■ Quoted text
-- begin --
As a 5 year old, I requested to be called "Johnny" and insisted I was a boy. After a while, this phased out, but I never lost the feeling that I was not really a girl. My mom enlightened me on how radical, strong, smart, and brave women can be. This was really important for me to see, but it didn't make me feel any more female. I longed to cut my hair short; I hated to dress in "feminine" clothing. I continued, however, to try to be a girl. That's what I was supposed to be.
[image description: author as a young child,
with blonde hair to their shoulders, wearing a jean jumper,
and a black and green checkered baseball cap, smiling slightly.]
I was teased for being masculine in elementary school and middle school. I recall a classmate looking at me with disgust one day and saying, "Your voice is really deep, like a boy's. And your nose is big." My best friend was often invited to play with the girls, but I was always ostracized. The girls didn't want to play with me, the boys didn't want to play with me. I was fortunate to have one close friend at school and one close friend in my neighborhood. In middle school, all I wanted was to blend in. No matter how I tried, I didn't. There were a few kids in 6th grade who were making fun of me, calling me a lesbian and a freak. One day, I took my mom's advice and when I was called a lesbian, I told that person to "grow up," but that didn't shut her up, it provoked her to physically attack me. The name-calling continued through middle school (and high school). I tried to reclaim the word "Freak" as my own nickname in 8th grade. I didn't know at the time that there were other people like me, or that Kate Bornstein, an amazing gender non-conforming trans person, had discovered hir own place outside the gender binary, and reclaimed the word freak as well (oh what would life had been like had I known about Auntie Kate all those years ago?!).
-- end --
■ Data supplied
-- begin --
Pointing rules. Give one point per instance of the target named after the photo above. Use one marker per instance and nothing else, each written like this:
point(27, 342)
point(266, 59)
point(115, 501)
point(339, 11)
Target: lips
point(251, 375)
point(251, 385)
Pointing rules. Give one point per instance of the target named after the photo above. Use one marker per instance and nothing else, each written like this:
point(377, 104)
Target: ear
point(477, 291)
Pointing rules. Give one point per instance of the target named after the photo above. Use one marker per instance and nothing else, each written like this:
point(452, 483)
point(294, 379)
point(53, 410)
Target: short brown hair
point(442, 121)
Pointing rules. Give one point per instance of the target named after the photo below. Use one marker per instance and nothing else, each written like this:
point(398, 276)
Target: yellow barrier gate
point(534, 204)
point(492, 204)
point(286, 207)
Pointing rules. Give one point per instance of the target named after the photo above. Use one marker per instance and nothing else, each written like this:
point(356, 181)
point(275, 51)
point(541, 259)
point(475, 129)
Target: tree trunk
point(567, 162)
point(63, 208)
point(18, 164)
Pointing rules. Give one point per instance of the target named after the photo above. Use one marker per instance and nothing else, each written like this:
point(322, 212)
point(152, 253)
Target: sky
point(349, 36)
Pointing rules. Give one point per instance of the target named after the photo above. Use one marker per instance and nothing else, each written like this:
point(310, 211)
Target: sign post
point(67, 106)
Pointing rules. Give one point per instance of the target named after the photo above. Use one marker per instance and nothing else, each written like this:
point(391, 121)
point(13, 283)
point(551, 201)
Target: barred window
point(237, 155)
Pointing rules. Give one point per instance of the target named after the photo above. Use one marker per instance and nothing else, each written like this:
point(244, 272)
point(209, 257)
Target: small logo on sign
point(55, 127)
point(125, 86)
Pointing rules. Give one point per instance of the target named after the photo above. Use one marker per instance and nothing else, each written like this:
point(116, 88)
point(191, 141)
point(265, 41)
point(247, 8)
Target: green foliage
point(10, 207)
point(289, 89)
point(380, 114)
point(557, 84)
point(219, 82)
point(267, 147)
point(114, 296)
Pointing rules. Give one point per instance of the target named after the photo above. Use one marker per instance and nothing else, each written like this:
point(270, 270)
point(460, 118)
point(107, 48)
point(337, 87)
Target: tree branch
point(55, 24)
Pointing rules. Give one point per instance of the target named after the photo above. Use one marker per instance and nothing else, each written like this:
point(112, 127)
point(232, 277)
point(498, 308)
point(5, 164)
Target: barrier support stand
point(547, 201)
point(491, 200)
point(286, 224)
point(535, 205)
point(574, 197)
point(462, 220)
-- end --
■ Problem to solve
In the personal account above, what name did the writer ask to be called at age 5?

■ Solved exercise
Johnny